*Tasks for this exercise*.
**1)** In the text on Earth life reaching other planets, how long ago did life exist on Earth at the earliest?
**2)** Quote the passage of the text on Earth life reaching other planets that opens with "Now the Falcon" and closes with "a momentous find.".

*Text*.
● ● ● ●
Now the Falcon Heavy engines from SpaceX are about to be tested, the idea that humans are going to colonize at least some of the planets in our Solar System is now starting to actually look credible, even imminently so. And so of course we are all waiting with bated breath to see if we will find ET once we get there. The scientific consensus is starting to zero in on the idea that it’s more likely than not that we will find some form of life somewhere in the Solar System, even if it’s primitive bacteria or possibly something less than that. Of course, anything that would suggest life or proto-life would be a momentous find.
But here’s a thought. We indubitably have life on Earth. And in fact we had life well before we humans came along. In fact we had life on Earth at least as far back as 3.8 billion years ago. Is there any chance that somehow some of that life managed to escape Earth to migrate to other planets in our Solar System? Mars, the Moon, Titan, Europa, and so on?
We’ve known for a while that one mechanism that can cause stuff from one planet to get to another is the ejecta from meteorite impacts. These can cause ejection of surface material with so much power that escape velocities are significantly exceeded and ejecta blasted into outer space from where it can end up on other planets. We have seen this in our current planets (e.g. Mercury).
And you might have noticed recently that a small meteorite found in Egypt turns out to date from before the formation of the Solar System. So it must have come from somewhere in interstellar space, maybe ejecta from a planetary body since it contains metals and diamonds. So we have evidence that meteorites can land on a planet – ours – together with whatever constitutes its particular payload.
Since Earth formed some 4.5 billion years ago it has suffered countless meteor strikes. One of them is the famous meteorite that (supposedly) wiped out the dinosaurs, some 60 million years ago. That strike was obviously humongous, probably enough so that it also ejected some terrestrial material out into our Solar System. If so did this contain some living material like DNA or bacteria? Even dinosaur DNA? I’m not the first to think this, so it’s not such an outlandish idea.
Of course the dinosaur meteor strike was one of uncounted millions. Only a few were likely of this magnitude but that’s enough to think that Earth could have been emitting life forms of some description for millions if not billions of years. So its isn’t such a wild idea to think that if we do indeed find life on other planets in our Solar System, it might not be ET, it’s just cousin Joe. Or Aunt Dino. It might even be surprising if any life or proto-life we do find on these planets was not from Earth.
OK so maybe living material couldn’t survive the space journey because of radiation, or space mice (joke, courtesy of A Hitch-Hikers Guide to the Galaxy). I’ll leave that analysis to minds far more perspicacious than my own. But what if living material can indeed survive such a journey?
● ● ● ●
*Extracted records*.
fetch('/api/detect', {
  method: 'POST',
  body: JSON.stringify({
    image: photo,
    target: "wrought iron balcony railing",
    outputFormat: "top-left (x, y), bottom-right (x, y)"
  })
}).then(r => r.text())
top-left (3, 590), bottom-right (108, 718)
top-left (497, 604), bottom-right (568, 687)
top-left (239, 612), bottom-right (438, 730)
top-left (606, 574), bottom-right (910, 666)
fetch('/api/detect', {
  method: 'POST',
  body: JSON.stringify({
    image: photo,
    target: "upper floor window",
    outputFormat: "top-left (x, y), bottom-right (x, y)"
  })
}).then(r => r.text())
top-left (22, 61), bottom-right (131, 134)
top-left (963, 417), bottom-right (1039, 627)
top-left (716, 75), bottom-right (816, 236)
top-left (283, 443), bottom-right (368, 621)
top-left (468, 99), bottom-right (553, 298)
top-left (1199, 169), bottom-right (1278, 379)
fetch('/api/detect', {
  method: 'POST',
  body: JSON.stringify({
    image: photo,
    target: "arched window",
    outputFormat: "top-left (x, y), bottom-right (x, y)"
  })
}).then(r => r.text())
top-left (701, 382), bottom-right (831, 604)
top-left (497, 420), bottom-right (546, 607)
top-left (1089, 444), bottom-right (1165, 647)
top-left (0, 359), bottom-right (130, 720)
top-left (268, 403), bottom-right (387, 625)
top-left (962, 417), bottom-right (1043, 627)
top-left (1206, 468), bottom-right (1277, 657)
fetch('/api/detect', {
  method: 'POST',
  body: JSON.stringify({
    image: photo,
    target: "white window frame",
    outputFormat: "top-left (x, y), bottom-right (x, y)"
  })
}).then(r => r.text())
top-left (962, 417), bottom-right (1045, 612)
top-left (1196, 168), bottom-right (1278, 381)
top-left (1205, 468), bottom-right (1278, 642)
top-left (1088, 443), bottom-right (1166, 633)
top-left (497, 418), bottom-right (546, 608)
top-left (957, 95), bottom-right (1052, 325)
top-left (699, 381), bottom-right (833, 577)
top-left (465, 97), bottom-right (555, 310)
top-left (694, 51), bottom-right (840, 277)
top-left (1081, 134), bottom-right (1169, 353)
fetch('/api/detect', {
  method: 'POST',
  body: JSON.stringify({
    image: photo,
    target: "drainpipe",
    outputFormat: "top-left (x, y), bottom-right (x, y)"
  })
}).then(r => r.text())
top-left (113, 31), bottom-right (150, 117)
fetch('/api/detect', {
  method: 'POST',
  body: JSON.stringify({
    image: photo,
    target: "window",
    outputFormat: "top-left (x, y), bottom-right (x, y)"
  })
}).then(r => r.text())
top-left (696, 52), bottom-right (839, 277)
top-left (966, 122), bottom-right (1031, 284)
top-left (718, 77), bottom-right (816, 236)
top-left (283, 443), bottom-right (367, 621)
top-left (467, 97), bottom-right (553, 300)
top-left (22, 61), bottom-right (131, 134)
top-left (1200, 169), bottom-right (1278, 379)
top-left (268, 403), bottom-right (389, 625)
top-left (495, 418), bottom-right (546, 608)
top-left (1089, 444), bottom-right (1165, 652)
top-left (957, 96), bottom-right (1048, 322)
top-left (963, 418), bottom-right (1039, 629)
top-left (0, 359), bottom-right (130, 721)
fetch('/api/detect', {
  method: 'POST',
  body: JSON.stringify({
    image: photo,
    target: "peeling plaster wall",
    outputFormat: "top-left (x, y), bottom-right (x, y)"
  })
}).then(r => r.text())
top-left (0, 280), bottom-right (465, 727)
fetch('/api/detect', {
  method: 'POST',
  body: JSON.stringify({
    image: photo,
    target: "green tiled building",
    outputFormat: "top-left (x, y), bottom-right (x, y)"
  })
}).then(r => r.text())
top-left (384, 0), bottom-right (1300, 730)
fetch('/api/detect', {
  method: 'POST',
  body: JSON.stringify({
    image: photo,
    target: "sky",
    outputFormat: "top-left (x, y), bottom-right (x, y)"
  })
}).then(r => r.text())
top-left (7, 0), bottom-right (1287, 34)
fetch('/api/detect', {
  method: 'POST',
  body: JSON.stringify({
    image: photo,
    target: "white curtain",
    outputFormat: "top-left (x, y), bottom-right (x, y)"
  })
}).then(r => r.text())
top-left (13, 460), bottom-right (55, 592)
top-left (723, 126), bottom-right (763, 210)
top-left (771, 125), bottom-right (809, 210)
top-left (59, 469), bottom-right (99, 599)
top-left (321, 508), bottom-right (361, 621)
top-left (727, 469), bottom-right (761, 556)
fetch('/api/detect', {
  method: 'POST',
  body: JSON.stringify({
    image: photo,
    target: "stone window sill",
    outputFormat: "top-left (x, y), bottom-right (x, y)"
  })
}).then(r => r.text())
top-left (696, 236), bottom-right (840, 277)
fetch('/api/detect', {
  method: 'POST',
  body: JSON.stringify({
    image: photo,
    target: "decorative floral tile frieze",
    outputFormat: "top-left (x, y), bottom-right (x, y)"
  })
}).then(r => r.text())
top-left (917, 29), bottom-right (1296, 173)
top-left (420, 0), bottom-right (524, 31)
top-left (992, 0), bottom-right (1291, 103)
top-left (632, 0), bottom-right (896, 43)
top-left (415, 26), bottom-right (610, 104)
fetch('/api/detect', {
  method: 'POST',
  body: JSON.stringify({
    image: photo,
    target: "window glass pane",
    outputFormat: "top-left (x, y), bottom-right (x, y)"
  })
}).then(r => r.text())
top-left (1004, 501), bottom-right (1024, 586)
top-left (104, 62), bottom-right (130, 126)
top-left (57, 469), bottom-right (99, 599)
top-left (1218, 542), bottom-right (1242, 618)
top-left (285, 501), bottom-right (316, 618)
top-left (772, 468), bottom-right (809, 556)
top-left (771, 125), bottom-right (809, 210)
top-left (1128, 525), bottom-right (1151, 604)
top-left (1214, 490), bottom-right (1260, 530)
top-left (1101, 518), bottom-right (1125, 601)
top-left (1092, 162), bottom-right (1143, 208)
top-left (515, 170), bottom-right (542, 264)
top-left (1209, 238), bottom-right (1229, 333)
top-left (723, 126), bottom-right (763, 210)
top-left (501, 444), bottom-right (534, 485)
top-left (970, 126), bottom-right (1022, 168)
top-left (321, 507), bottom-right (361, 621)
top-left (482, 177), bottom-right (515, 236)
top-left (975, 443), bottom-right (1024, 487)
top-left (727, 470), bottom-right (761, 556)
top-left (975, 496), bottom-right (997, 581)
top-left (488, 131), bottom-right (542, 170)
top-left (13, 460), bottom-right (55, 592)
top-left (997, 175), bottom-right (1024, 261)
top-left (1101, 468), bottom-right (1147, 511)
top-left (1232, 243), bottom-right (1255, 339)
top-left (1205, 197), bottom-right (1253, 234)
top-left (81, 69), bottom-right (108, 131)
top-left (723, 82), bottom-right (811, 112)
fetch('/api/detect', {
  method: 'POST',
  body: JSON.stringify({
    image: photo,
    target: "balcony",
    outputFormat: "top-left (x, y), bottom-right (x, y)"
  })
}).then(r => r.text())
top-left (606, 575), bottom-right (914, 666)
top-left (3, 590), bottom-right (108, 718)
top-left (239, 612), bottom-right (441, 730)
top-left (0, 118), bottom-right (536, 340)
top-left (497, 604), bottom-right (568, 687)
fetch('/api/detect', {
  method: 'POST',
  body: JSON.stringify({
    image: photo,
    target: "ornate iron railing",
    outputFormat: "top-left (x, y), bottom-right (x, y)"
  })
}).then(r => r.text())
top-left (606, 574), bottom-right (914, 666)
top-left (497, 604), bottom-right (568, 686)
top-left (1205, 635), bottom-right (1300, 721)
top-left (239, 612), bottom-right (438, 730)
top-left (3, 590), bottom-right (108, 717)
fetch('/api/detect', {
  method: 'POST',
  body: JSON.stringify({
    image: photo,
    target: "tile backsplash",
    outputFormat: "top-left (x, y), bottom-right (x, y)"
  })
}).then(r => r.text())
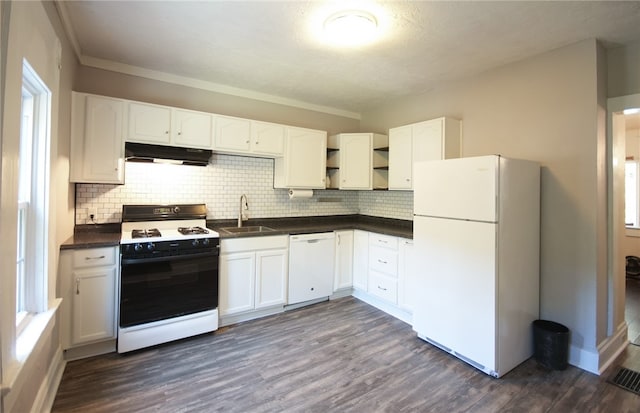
top-left (75, 154), bottom-right (413, 224)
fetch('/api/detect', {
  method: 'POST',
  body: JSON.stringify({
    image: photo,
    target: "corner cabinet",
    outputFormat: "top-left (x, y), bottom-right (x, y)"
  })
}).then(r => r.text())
top-left (213, 115), bottom-right (285, 158)
top-left (126, 102), bottom-right (213, 149)
top-left (333, 230), bottom-right (353, 292)
top-left (353, 229), bottom-right (369, 291)
top-left (389, 117), bottom-right (462, 190)
top-left (69, 92), bottom-right (125, 184)
top-left (327, 133), bottom-right (389, 189)
top-left (273, 127), bottom-right (327, 189)
top-left (219, 235), bottom-right (289, 325)
top-left (60, 247), bottom-right (120, 350)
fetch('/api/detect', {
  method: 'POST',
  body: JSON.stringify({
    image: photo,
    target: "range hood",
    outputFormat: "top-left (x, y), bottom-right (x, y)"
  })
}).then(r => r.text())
top-left (124, 142), bottom-right (213, 166)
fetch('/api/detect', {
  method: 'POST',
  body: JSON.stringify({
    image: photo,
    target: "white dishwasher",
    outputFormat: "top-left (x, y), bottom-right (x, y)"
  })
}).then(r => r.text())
top-left (287, 232), bottom-right (335, 304)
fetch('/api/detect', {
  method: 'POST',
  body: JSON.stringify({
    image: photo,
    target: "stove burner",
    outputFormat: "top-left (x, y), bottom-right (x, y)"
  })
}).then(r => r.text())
top-left (131, 228), bottom-right (162, 238)
top-left (178, 227), bottom-right (209, 235)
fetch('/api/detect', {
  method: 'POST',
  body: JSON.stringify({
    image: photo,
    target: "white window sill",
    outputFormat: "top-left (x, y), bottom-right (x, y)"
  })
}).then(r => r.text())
top-left (1, 298), bottom-right (62, 396)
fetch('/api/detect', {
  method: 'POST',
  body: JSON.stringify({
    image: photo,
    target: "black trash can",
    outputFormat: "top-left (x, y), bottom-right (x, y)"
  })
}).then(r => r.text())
top-left (533, 320), bottom-right (569, 370)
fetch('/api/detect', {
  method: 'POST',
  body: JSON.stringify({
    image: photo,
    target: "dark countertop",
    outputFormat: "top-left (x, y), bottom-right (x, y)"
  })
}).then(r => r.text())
top-left (60, 215), bottom-right (413, 250)
top-left (207, 215), bottom-right (413, 239)
top-left (60, 224), bottom-right (121, 250)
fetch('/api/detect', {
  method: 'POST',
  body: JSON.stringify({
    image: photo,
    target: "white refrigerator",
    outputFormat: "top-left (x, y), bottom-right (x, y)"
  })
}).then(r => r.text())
top-left (413, 155), bottom-right (540, 377)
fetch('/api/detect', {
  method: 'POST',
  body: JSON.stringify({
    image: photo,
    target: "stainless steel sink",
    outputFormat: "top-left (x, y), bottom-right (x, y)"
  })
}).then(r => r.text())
top-left (219, 225), bottom-right (275, 234)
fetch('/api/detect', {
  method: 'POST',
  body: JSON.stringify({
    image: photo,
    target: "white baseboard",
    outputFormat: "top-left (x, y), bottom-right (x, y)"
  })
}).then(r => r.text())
top-left (569, 323), bottom-right (628, 375)
top-left (31, 347), bottom-right (67, 413)
top-left (598, 321), bottom-right (629, 375)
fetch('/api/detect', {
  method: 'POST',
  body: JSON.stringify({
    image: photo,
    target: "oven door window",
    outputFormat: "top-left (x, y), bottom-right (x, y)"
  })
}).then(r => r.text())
top-left (120, 254), bottom-right (218, 327)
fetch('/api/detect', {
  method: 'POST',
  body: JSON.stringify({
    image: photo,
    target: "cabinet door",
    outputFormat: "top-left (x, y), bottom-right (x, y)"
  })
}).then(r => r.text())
top-left (71, 267), bottom-right (117, 345)
top-left (389, 125), bottom-right (413, 189)
top-left (398, 239), bottom-right (417, 311)
top-left (340, 133), bottom-right (372, 189)
top-left (126, 102), bottom-right (171, 145)
top-left (173, 109), bottom-right (213, 149)
top-left (333, 231), bottom-right (353, 291)
top-left (69, 92), bottom-right (124, 184)
top-left (219, 252), bottom-right (256, 315)
top-left (255, 249), bottom-right (289, 309)
top-left (353, 230), bottom-right (369, 291)
top-left (284, 128), bottom-right (327, 189)
top-left (251, 121), bottom-right (285, 157)
top-left (213, 116), bottom-right (251, 153)
top-left (413, 118), bottom-right (444, 162)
● ● ● ●
*Numbered responses*.
**1)** At least 3.8 billion years ago.

**2)**
Now the Falcon Heavy engines from SpaceX are about to be tested, the idea that humans are going to colonize at least some of the planets in our Solar System is now starting to actually look credible, even imminently so. And so of course we are all waiting with bated breath to see if we will find ET once we get there. The scientific consensus is starting to zero in on the idea that it’s more likely than not that we will find some form of life somewhere in the Solar System, even if it’s primitive bacteria or possibly something less than that. Of course, anything that would suggest life or proto-life would be a momentous find.